* Given entries:
------------------------------

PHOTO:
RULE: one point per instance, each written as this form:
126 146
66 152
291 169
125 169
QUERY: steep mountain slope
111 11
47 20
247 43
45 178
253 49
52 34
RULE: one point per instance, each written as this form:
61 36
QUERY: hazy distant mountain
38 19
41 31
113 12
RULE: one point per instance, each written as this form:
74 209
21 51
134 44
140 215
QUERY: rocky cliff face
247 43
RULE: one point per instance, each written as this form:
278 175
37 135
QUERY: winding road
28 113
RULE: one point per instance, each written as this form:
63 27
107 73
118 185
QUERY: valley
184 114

------------------------------

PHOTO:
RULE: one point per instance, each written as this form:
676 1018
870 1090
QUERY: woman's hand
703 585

------------------------------

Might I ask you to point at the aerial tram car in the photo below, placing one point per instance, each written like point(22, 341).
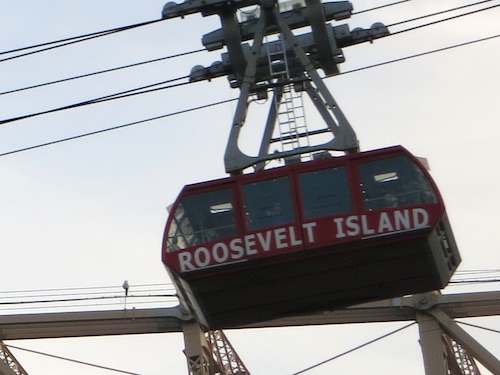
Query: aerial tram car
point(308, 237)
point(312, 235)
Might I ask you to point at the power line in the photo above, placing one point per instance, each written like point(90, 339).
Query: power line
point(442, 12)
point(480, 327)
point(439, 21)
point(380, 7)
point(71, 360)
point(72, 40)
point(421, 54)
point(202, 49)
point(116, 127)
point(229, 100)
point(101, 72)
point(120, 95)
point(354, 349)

------------------------------

* Instructions for the task: Return every line from the entries above that contains the word "placing".

* Answer section:
Might I ask you to point at the aerial tram car in the photo below, placing one point per instance, each written like point(22, 341).
Might I ask you to point at the power line in the photo above, placing one point per instance, each written like point(90, 339).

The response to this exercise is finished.